Document text
....

During their recent episode of the VALUE: After Hours Podcast, Taylor, Brewster, and Carlisle discussed Ketchup Physics. Here’s an excerpt from the episode:
Jake: All right, so this veggie segment is called Ketchup Physics. I actually have a little thing of ketchup here, just for fun, and it’s Heinz, so that’s good. Ketchup is interesting, in that, if you push on ketchup slowly, it behaves like a solid. It will resist the force that you put on it. If you shake it hard enough and it starts to move, it actually starts to behave like a liquid, and then it’ll move quickly. It’s not linear in that way. What’s going on? If we look inside here and what’s happening at a molecular level, ketchup is made of sieved tomatoes, basically, like really highly filtered tomatoes, water, vinegar, and spices.
Then there’s this other magical ingredient in there that is about a half of a percent of the total of it. It is these long molecules that are made up of chains of linked sugars, and it’s called xanthan gum. It’s a common food additive, it’s actually used or created– originally was created by bacteria that we then taken harvest from and put this into our things as a thickening agent. It also actually gets used in the oil industry, if you can imagine, to create this– It thickens drilling mud, which is sometimes what you want, I guess, in the drilling world. Anyway.
Bill: I wasn’t going into my body, that sounds great.
Tobias: [laughs]
Jake: I know.
Bill: Yeah.
Jake: When ketchup is at rest, these long molecules tangle themselves all up around each other. When you put some kind of force on them, they stay together, and they resist that force. Then, when if you get them moving, they start to untangle, and then it will then release basically and turn into a liquid, it’ll be more like water. As you’re shaking the bottle, there’s a point where you cross over, where enough of them will untangle before they can re-tangle, and that’s when you get a phase change within the ketchup. If we think about–
Bill: Then [crosstalk] starts to move down the bottle?
Jake: That’s when it will actually pour out of the bottle. When you turn a ketchup bottle upside down and go hitting it on the back of it, the problem is, is that it’s basically like a plug up near the neck, because that’s not moving at all, so it’s not liquefying, so it’s just running up against that. The trick to pouring ketchup, which most people I think know this already, but is you hold it, and you tap on the neck, and create the volatility in the neck that breaks up the xanthan gum connections enough to where it liquefies in the neck, and then it will come out much easier.
Bill: Okay, that is interesting stuff, Jake.

....

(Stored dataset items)
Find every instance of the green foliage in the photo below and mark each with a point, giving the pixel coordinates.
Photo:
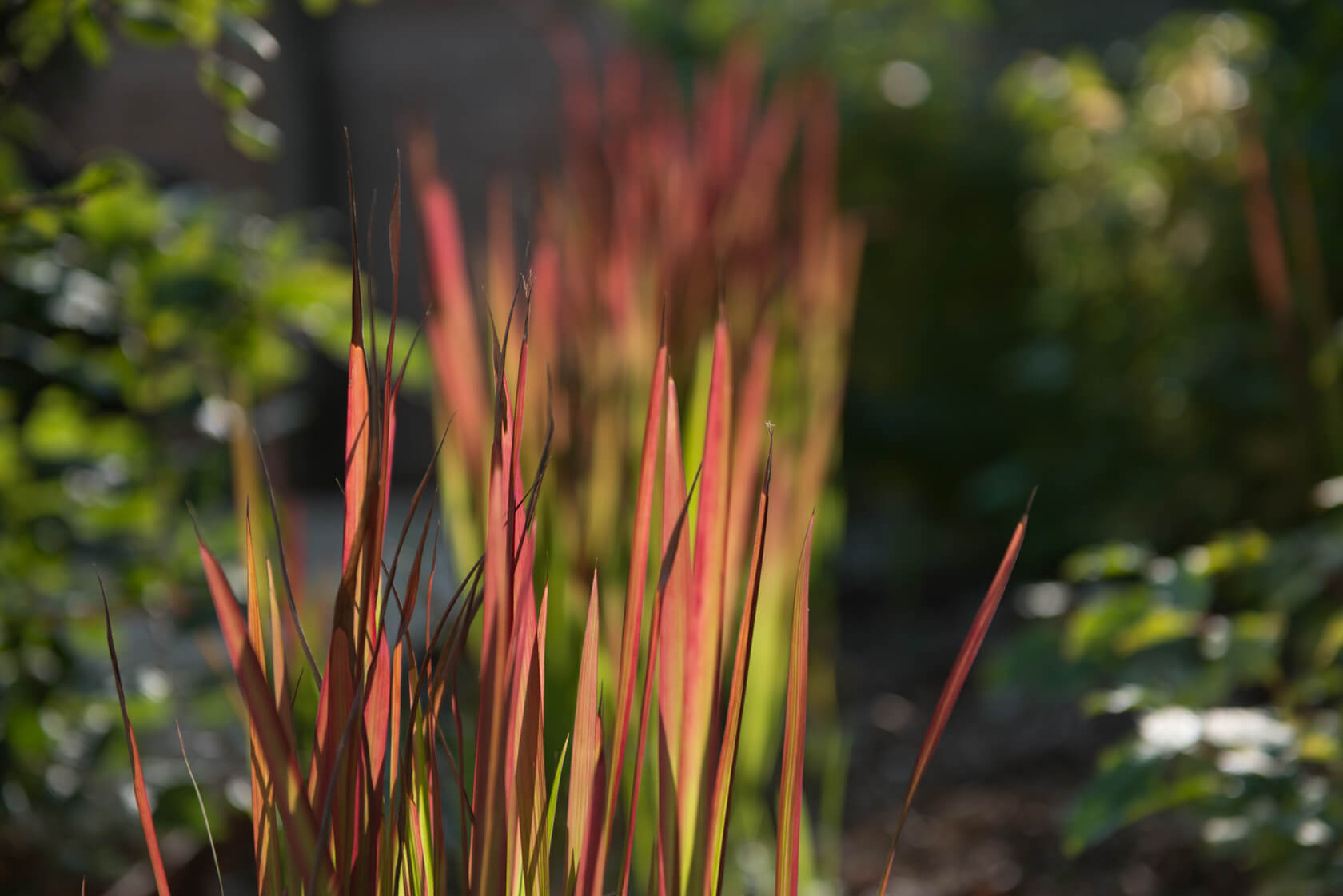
(1225, 655)
(134, 324)
(209, 27)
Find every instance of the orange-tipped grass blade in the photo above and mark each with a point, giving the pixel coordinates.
(296, 811)
(588, 732)
(146, 820)
(649, 677)
(704, 614)
(722, 794)
(957, 680)
(794, 732)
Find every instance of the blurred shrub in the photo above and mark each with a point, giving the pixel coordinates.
(1226, 657)
(136, 324)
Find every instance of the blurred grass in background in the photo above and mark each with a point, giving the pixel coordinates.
(1098, 260)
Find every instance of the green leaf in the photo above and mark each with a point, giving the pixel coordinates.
(1161, 625)
(90, 37)
(253, 134)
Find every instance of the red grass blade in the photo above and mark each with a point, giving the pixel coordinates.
(704, 615)
(672, 643)
(959, 671)
(794, 732)
(264, 832)
(588, 732)
(722, 794)
(590, 850)
(633, 625)
(649, 677)
(146, 820)
(297, 813)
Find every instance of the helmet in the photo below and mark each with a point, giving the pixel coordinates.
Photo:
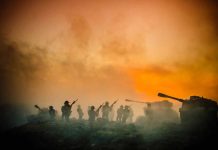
(66, 102)
(92, 107)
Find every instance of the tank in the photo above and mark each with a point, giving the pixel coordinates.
(196, 110)
(162, 111)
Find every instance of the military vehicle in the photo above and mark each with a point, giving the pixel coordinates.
(197, 110)
(162, 111)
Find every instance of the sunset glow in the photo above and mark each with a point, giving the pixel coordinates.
(103, 50)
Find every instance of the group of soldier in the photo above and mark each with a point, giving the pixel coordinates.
(124, 113)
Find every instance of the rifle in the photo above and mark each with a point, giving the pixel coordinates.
(99, 107)
(36, 106)
(114, 103)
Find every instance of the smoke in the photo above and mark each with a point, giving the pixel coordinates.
(20, 64)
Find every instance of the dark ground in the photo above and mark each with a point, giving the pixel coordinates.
(77, 135)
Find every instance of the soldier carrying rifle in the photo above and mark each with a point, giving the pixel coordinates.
(106, 109)
(66, 109)
(93, 114)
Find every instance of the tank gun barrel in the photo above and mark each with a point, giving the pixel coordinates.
(167, 96)
(128, 100)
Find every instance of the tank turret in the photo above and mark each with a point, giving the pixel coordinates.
(196, 110)
(162, 111)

....

Exercises to complete
1. Translate this sentence from the ketchup excerpt into Spanish: "When ketchup is at rest, these long molecules tangle themselves all up around each other."
2. Write out the part of the ketchup excerpt starting with "Bill: Yeah." and going on through "down the bottle?", copying it word for word.
3. Answer these questions from the ketchup excerpt:
(a) What brand is the ketchup Jake has with him?
(b) About what share of ketchup is xanthan gum?
(c) Where on the bottle does Jake say to tap to get ketchup to pour?

Task-by-task solutions
1. Cuando el kétchup está en reposo, estas moléculas largas se enredan todas unas alrededor de otras.

2.
Bill: Yeah.
Jake: When ketchup is at rest, these long molecules tangle themselves all up around each other. When you put some kind of force on them, they stay together, and they resist that force. Then, when if you get them moving, they start to untangle, and then it will then release basically and turn into a liquid, it’ll be more like water. As you’re shaking the bottle, there’s a point where you cross over, where enough of them will untangle before they can re-tangle, and that’s when you get a phase change within the ketchup. If we think about–
Bill: Then [crosstalk] starts to move down the bottle?

3.
(a) Heinz
(b) About half of a percent
(c) On the neck